__Task data__.
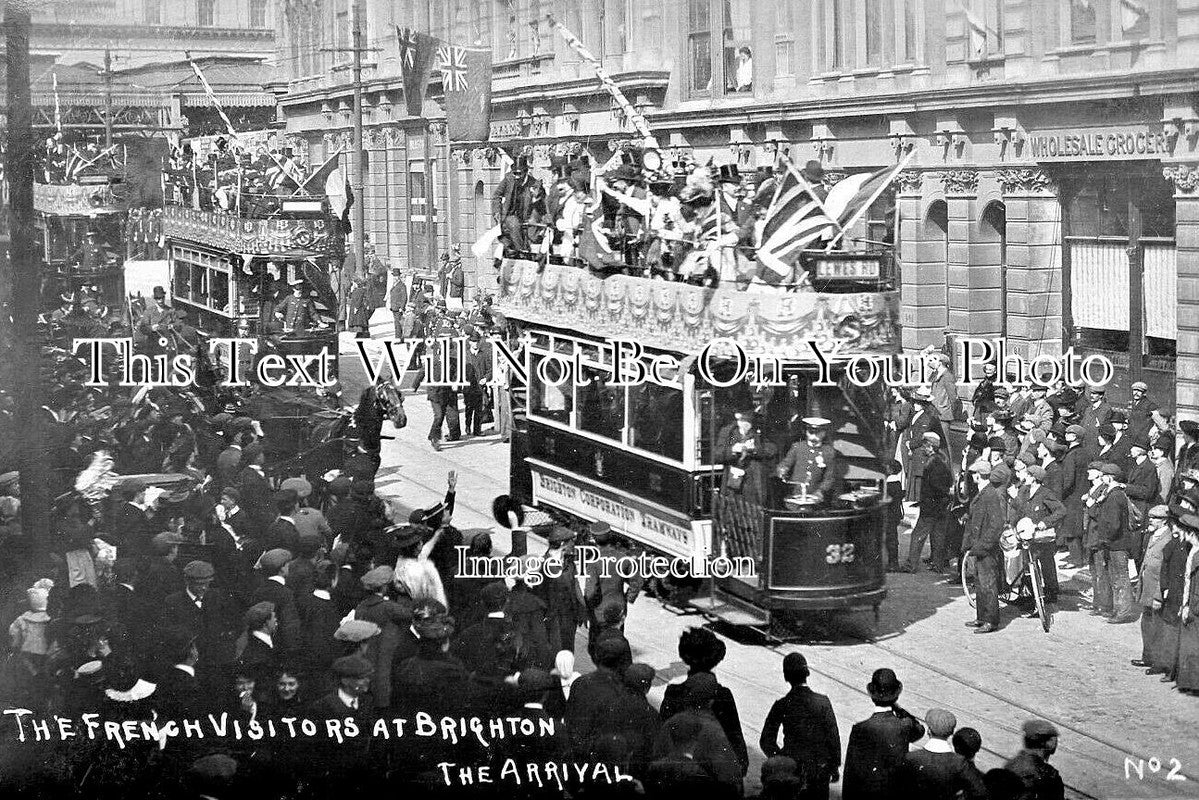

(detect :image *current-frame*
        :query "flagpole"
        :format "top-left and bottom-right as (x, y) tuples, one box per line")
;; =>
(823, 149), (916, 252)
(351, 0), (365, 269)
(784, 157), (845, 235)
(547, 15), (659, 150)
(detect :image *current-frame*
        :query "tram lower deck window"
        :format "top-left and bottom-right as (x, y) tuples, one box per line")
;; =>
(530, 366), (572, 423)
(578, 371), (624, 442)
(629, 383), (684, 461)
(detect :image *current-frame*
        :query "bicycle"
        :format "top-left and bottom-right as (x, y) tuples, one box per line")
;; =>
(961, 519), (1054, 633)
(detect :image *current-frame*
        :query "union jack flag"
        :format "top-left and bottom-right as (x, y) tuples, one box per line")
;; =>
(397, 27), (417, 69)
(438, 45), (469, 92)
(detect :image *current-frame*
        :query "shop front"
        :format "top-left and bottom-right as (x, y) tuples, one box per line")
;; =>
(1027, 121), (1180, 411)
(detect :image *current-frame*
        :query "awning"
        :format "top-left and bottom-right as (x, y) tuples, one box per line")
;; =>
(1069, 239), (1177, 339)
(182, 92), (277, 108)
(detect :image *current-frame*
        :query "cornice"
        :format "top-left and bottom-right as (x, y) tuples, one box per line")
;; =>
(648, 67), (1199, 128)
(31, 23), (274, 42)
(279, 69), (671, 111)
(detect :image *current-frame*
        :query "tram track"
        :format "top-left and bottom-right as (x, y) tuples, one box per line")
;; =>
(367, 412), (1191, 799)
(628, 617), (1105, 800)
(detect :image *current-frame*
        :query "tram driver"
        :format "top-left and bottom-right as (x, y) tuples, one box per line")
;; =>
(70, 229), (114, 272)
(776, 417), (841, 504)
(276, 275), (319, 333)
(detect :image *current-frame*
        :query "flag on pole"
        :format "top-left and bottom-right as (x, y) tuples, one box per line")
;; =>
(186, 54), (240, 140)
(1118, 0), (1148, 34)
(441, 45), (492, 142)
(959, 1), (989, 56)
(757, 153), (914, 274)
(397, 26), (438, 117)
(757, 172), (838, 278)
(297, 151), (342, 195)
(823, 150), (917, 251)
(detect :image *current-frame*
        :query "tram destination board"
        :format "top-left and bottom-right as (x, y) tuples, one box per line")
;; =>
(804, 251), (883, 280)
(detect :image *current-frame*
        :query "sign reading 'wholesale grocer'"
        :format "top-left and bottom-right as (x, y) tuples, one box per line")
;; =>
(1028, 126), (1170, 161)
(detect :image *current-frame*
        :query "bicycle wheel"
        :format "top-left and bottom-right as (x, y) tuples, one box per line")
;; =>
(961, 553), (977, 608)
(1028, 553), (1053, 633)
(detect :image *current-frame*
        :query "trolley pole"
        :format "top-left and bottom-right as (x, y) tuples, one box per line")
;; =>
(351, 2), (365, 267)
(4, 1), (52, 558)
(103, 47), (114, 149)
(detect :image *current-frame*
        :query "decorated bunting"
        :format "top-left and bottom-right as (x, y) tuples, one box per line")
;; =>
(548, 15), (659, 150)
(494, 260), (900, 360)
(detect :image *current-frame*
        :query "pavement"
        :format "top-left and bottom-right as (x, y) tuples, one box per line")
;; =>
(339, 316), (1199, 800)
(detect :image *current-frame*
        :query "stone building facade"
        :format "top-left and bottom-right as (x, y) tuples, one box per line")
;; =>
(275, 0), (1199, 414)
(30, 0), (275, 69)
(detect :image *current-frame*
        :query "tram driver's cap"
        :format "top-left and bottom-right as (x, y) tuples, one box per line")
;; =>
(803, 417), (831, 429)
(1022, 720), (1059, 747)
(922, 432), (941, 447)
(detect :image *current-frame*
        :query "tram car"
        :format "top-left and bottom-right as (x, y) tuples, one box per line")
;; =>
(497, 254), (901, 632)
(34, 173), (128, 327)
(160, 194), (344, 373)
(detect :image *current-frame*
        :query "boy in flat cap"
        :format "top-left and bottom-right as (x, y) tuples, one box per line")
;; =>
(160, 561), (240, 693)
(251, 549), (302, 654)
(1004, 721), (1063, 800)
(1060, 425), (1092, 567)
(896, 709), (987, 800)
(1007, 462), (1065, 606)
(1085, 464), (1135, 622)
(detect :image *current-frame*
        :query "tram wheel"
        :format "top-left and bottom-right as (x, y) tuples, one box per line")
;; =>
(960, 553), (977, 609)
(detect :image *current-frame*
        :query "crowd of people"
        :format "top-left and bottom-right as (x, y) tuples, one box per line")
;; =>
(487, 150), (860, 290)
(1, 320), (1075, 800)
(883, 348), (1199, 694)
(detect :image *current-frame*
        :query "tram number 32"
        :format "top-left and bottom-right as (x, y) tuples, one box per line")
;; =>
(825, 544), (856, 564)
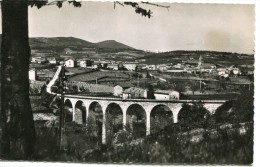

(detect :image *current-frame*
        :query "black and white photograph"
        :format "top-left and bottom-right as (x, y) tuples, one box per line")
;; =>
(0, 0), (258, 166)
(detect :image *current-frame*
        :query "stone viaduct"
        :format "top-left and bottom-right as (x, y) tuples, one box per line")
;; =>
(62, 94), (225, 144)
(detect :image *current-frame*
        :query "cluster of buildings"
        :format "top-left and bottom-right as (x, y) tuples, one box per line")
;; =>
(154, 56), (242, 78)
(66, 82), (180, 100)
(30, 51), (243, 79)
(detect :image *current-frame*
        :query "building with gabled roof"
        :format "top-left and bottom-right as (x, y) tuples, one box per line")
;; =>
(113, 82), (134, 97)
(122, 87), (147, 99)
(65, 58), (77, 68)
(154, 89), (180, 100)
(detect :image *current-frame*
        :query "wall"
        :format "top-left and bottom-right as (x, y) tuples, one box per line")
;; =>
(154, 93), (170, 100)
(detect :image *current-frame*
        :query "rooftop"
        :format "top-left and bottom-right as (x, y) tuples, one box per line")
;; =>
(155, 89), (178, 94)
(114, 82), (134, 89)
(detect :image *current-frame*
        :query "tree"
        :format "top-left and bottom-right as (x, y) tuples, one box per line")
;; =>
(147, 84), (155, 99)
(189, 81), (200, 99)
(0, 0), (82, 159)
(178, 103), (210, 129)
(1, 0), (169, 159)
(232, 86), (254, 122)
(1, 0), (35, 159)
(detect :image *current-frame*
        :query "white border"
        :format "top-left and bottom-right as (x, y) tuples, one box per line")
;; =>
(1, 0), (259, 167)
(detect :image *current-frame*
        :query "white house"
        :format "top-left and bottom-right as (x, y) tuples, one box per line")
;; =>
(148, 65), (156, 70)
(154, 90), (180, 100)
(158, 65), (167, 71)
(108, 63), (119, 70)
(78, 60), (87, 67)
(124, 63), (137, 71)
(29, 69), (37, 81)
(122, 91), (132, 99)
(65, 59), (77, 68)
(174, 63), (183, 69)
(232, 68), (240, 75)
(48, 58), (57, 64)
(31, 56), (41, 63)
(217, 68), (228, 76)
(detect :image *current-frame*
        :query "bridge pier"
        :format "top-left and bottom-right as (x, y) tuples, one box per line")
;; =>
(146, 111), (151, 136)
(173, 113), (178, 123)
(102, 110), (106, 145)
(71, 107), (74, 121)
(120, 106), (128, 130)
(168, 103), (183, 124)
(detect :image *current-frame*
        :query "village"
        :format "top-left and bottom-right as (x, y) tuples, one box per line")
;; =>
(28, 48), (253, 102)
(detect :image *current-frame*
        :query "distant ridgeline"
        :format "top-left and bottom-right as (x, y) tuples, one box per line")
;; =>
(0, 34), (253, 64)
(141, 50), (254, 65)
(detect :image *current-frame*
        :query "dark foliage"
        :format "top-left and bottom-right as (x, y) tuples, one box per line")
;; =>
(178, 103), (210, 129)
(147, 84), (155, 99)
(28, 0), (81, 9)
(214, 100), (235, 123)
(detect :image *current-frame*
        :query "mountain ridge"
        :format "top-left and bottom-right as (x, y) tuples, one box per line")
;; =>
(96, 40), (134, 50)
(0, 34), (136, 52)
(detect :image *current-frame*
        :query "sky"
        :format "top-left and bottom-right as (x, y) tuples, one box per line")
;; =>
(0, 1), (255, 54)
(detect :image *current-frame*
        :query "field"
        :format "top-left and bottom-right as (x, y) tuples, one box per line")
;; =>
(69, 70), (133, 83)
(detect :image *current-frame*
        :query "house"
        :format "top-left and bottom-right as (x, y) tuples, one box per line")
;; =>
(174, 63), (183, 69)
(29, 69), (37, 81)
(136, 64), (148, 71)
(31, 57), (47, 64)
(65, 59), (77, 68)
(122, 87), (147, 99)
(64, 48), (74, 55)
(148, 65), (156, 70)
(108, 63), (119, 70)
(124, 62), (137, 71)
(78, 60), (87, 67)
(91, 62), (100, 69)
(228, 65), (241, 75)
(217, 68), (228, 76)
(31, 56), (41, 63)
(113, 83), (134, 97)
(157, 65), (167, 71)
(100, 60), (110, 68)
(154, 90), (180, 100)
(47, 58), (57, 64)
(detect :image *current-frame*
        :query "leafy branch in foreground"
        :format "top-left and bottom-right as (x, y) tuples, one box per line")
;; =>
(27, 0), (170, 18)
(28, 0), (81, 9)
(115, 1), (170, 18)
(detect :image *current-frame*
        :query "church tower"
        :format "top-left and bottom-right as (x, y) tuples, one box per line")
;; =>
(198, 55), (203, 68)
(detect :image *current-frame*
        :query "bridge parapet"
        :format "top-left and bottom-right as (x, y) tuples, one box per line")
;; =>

__Exercise__. Your answer should be the lines of the records that include the word "driver".

__Final answer__.
        :query "tram driver"
        :query "tram driver's cap"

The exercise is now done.